OBJECTIVE:
Please convert the lines below into a Markdown table with the columns Row and Line, numbering every row and leaving out blank lines.

■ ■ ■ ■ ■

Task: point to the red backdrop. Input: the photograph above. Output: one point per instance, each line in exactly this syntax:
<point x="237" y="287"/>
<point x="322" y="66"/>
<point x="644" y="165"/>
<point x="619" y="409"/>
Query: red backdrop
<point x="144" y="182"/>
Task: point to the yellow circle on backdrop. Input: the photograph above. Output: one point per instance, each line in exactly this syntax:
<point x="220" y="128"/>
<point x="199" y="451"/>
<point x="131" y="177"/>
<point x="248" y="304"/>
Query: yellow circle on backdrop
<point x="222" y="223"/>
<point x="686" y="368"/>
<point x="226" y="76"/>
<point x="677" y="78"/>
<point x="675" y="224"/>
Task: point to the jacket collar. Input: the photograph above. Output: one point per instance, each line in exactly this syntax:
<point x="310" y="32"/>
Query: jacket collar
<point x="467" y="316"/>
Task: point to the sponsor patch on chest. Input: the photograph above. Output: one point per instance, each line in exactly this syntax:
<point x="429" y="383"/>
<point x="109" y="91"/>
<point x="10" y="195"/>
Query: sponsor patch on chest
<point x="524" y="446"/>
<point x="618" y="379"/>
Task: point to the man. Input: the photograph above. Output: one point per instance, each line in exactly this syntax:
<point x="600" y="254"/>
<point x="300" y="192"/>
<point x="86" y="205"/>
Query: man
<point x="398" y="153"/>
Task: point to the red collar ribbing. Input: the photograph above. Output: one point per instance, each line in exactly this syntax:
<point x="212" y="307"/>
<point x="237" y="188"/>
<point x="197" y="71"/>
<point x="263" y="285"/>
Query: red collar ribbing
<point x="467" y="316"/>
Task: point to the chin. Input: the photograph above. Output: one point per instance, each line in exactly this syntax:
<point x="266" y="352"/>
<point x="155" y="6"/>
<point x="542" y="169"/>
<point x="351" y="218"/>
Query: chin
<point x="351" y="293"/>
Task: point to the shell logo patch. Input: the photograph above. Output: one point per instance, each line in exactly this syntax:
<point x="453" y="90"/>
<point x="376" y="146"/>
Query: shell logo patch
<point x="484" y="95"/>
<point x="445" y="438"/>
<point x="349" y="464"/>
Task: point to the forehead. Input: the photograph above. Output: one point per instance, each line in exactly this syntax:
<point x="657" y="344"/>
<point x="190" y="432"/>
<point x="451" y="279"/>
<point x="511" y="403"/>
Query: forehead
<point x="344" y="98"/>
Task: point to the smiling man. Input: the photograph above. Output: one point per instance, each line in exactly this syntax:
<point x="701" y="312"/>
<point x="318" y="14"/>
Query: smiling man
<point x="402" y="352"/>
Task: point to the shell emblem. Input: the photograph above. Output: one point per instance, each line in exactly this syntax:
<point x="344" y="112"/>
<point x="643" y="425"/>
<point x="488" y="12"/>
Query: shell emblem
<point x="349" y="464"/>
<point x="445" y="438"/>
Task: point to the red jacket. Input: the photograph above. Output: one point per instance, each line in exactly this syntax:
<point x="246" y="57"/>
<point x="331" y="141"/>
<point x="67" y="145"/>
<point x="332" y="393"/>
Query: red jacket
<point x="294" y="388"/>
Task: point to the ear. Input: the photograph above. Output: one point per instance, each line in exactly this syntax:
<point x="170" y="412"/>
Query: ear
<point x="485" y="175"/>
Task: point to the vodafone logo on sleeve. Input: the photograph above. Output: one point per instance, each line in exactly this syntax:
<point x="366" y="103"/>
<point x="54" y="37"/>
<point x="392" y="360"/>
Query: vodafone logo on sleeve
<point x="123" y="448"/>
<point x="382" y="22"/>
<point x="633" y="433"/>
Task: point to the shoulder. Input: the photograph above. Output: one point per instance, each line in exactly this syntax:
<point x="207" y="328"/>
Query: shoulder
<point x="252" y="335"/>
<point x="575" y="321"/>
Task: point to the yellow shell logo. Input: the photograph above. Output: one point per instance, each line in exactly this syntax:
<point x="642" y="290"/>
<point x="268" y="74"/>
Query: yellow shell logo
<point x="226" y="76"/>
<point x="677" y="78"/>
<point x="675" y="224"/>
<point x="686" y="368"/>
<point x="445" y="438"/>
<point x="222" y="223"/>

■ ■ ■ ■ ■

WRITTEN RESPONSE:
| Row | Line |
|---|---|
| 1 | Task: point to the red backdrop. Input: the photograph above. Output: one point per instance, each line in exactly this syntax: |
| 2 | <point x="237" y="287"/> |
| 3 | <point x="322" y="66"/> |
| 4 | <point x="644" y="165"/> |
| 5 | <point x="619" y="409"/> |
| 6 | Query: red backdrop |
| 7 | <point x="144" y="182"/> |
| 8 | Task: point to the yellow circle on backdrop. Input: the photograph above. Output: one point per instance, each line in exactly this syntax: |
| 9 | <point x="220" y="128"/> |
| 10 | <point x="199" y="451"/> |
| 11 | <point x="131" y="177"/> |
| 12 | <point x="248" y="304"/> |
| 13 | Query: yellow circle on backdrop |
| 14 | <point x="222" y="223"/> |
| 15 | <point x="686" y="368"/> |
| 16 | <point x="226" y="76"/> |
| 17 | <point x="677" y="78"/> |
| 18 | <point x="675" y="224"/> |
| 19 | Task: point to the jacket collar. Input: the photograph above. Output: one point per instance, each line in exactly this syntax: |
| 20 | <point x="310" y="32"/> |
| 21 | Query: jacket collar |
| 22 | <point x="467" y="316"/> |
| 23 | Task: point to the sponsor patch on chest. Input: the photograph above. Output: one point per instance, each line in exactly this syntax: |
| 24 | <point x="429" y="383"/> |
| 25 | <point x="109" y="91"/> |
| 26 | <point x="10" y="195"/> |
| 27 | Query: sponsor patch on chest |
| 28 | <point x="524" y="446"/> |
| 29 | <point x="618" y="379"/> |
| 30 | Task: point to the man. Input: the photograph above. Output: one point per instance, each line in exactly this syntax: |
| 31 | <point x="600" y="254"/> |
| 32 | <point x="300" y="192"/> |
| 33 | <point x="86" y="205"/> |
| 34 | Query: man |
| 35 | <point x="398" y="153"/> |
| 36 | Task: point to the red collar ribbing. Input: the photograph above. Output: one point per instance, each line in exactly this syntax: |
| 37 | <point x="212" y="307"/> |
| 38 | <point x="237" y="188"/> |
| 39 | <point x="197" y="71"/> |
| 40 | <point x="263" y="285"/> |
| 41 | Query: red collar ribbing |
| 42 | <point x="467" y="316"/> |
| 43 | Task: point to the chin. Input: the photograph above. Output: one point per instance, each line in exactly this syntax: |
| 44 | <point x="266" y="352"/> |
| 45 | <point x="155" y="6"/> |
| 46 | <point x="542" y="169"/> |
| 47 | <point x="351" y="218"/> |
| 48 | Query: chin |
| 49 | <point x="351" y="293"/> |
| 50 | Task: point to the shell logo patch. Input: the photograph above. Output: one point per instance, each line in exactly this syntax: |
| 51 | <point x="453" y="90"/> |
| 52 | <point x="376" y="146"/> |
| 53 | Query: shell logo patch |
| 54 | <point x="484" y="95"/> |
| 55 | <point x="445" y="438"/> |
| 56 | <point x="349" y="464"/> |
| 57 | Task: point to the forehead. Input: the photograph above. Output: one point per instance, each line in exactly this syntax: |
| 58 | <point x="657" y="344"/> |
| 59 | <point x="190" y="432"/> |
| 60 | <point x="451" y="279"/> |
| 61 | <point x="511" y="403"/> |
| 62 | Query: forehead |
| 63 | <point x="344" y="98"/> |
| 64 | Task: point to the smiling man. Input: the photograph above. Output: one point per instance, each line in exactly this syntax: |
| 65 | <point x="701" y="312"/> |
| 66 | <point x="318" y="14"/> |
| 67 | Query: smiling man |
| 68 | <point x="402" y="352"/> |
| 69 | Task: point to the shell emblem. Input: the photograph above. Output: one point per instance, each line in exactly this syntax: |
| 70 | <point x="344" y="112"/> |
| 71 | <point x="643" y="425"/> |
| 72 | <point x="488" y="12"/> |
| 73 | Query: shell emblem |
| 74 | <point x="349" y="464"/> |
| 75 | <point x="445" y="438"/> |
| 76 | Task: point to the red jacket. Input: the photograph above. Output: one point per instance, each line in exactly this syntax: |
| 77 | <point x="246" y="57"/> |
| 78 | <point x="331" y="141"/> |
| 79 | <point x="67" y="145"/> |
| 80 | <point x="332" y="393"/> |
| 81 | Query: red jacket |
| 82 | <point x="294" y="388"/> |
| 83 | Task: point to the ear. Input: the photograph above. Output: one point per instance, each line in exactly this syntax: |
| 84 | <point x="170" y="412"/> |
| 85 | Query: ear |
| 86 | <point x="485" y="175"/> |
| 87 | Task: point to the vodafone logo on sleeve. Input: the photograph above. Output: one point per instance, each line in exactly this syntax: |
| 88 | <point x="366" y="103"/> |
| 89 | <point x="54" y="37"/> |
| 90 | <point x="392" y="360"/> |
| 91 | Query: vodafone logo on sleeve |
| 92 | <point x="123" y="448"/> |
| 93 | <point x="382" y="22"/> |
| 94 | <point x="633" y="433"/> |
| 95 | Task: point to the shoulder. Input: the photograph above. Output: one point per instance, each line in exactly this syntax: |
| 96 | <point x="207" y="328"/> |
| 97 | Query: shoulder |
| 98 | <point x="252" y="335"/> |
| 99 | <point x="575" y="321"/> |
| 100 | Task: point to the yellow shell logo. Input: the photograph above. Output: one point per instance, each line in exactly this syntax: |
| 101 | <point x="642" y="290"/> |
| 102 | <point x="268" y="74"/> |
| 103 | Query: yellow shell logo |
| 104 | <point x="226" y="76"/> |
| 105 | <point x="677" y="78"/> |
| 106 | <point x="675" y="224"/> |
| 107 | <point x="686" y="368"/> |
| 108 | <point x="445" y="438"/> |
| 109 | <point x="222" y="223"/> |